- **CONSEGNE**:
(a) Trascrivi fedelmente il brano sul 7 ottobre da "Invece di riconoscere" fino a "irrazionali e immorali." compreso.
(b) Riassumi in due frasi il brano sul 7 ottobre.

- **ESTRATTO SCELTO**:

Ma il 7 ottobre è stato uno sconvolgimento enorme per Israele e il mondo occidentale. L’immagine infallibile di Israele è stata distrutta, e con essa, tutte le radicate convinzioni sulla strategia geopolitica dell’Occidente nella regione.

E il fatto che nessuno in Occidente abbia osato suggerire che questo attacco avrebbe potuto essere razionale, è segno del potere e della forza dell’illusione liberale. Non c’era dubbio che la sovranità, la sicurezza e la liberazione potessero aver provocato l’assalto. Il credo liberale era così forte che ci si aspettava che Hamas e i palestinesi fossero un’eccezione nel corso della storia umana.

Il bisogno ontologico di sicurezza, il diritto universale all’autodifesa e la legge storica della resistenza al colonialismo sono stati tutti negati.

Invece di riconoscere che l’occupazione e l’apartheid di Israele erano insostenibili e sono responsabili di questa esplosione di violenza, è stato più facile per l’establishment della politica estera occidentale dipingere Hamas, un gruppo “terrorista” designato nel Regno Unito e in altri paesi, come fanatici irrazionali e immorali.

Negare la realtà

Il rifiuto di concepire la razionalità è stata la musica di sottofondo per l’incitamento al genocidio che ha travolto il mondo occidentale nelle settimane successive al 7 ottobre.

La macchina della propaganda è andata in funzione al massimo, in overdrive.

Il primo ministro israeliano ha definito i palestinesi “figli delle tenebre” e altri funzionari governativi hanno fatto commenti simili.

I politici e i media occidentali non hanno fatto nulla per contrastare queste accuse e hanno ripetuto la propaganda del governo israeliano senza farsi domande. Le storie non confermate su Hamas che bruciava vivi i bambini e organizzava stupri di massa sono state via via ripetute dai leader occidentali. Invece dell’autodifesa e della resistenza, il movente di Hamas e dei palestinesi è stato vilipeso definendolo come violenza nichilista, odiosa e lussuriosa.

L’incitamento all’odio ha avuto conseguenze genocide. Ora la realtà a Gaza è talmente orribile che è addirittura difficile da comprendere.

Per oltre 11 mesi Israele ha condotto una guerra barbara contro i palestinesi. Donne, bambini e famiglie sono direttamente presi di mira. Più di 16.000 bambini sono stati uccisi, mentre altri 22.000 sono dispersi. Più di 40.000 palestinesi sono stati uccisi, ma il numero totale di morti, sia quelli uccisi direttamente che quelli uccisi indirettamente dalla distruzione delle infrastrutture civili, è stimato in 186.000.

- **MATERIALE FORNITO**:
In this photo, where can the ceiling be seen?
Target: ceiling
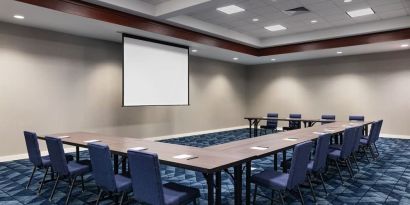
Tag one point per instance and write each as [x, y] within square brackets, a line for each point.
[62, 22]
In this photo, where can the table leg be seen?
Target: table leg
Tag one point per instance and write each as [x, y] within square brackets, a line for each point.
[116, 163]
[210, 182]
[218, 188]
[238, 184]
[248, 182]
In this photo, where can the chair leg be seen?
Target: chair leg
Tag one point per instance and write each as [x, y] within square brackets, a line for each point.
[301, 197]
[340, 173]
[323, 182]
[311, 188]
[31, 177]
[54, 188]
[71, 190]
[42, 182]
[99, 196]
[254, 194]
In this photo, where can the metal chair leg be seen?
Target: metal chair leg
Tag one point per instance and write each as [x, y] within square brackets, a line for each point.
[311, 188]
[254, 194]
[42, 182]
[54, 188]
[71, 190]
[300, 195]
[340, 173]
[323, 182]
[31, 177]
[99, 197]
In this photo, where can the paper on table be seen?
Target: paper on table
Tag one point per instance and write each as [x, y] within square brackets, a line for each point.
[90, 141]
[259, 148]
[137, 148]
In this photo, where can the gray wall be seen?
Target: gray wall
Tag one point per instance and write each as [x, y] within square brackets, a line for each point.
[52, 82]
[375, 85]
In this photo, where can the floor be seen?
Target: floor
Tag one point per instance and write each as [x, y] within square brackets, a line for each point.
[382, 181]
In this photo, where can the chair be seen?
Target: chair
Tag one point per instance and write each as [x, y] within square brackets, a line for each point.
[373, 137]
[70, 170]
[318, 164]
[294, 124]
[35, 157]
[271, 124]
[356, 118]
[342, 154]
[282, 182]
[147, 183]
[103, 172]
[328, 117]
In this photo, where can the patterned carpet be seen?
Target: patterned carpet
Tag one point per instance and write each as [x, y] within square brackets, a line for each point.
[382, 181]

- **SOLUZIONI PER CONSEGNA**:
(a)
Invece di riconoscere che l’occupazione e l’apartheid di Israele erano insostenibili e sono responsabili di questa esplosione di violenza, è stato più facile per l’establishment della politica estera occidentale dipingere Hamas, un gruppo “terrorista” designato nel Regno Unito e in altri paesi, come fanatici irrazionali e immorali.

(b) Il brano sostiene che il 7 ottobre ha distrutto l'immagine infallibile di Israele e le convinzioni occidentali sulla regione, ma che in Occidente nessuno ha osato ritenere razionale l'attacco e si è preferito dipingere Hamas come fanatici irrazionali anziché riconoscere le responsabilità dell'occupazione. Secondo il testo, la propaganda ripetuta senza domande da politici e media occidentali ha alimentato un incitamento all'odio con conseguenze genocide, e in oltre 11 mesi di guerra a Gaza sono stati uccisi più di 40.000 palestinesi, tra cui più di 16.000 bambini.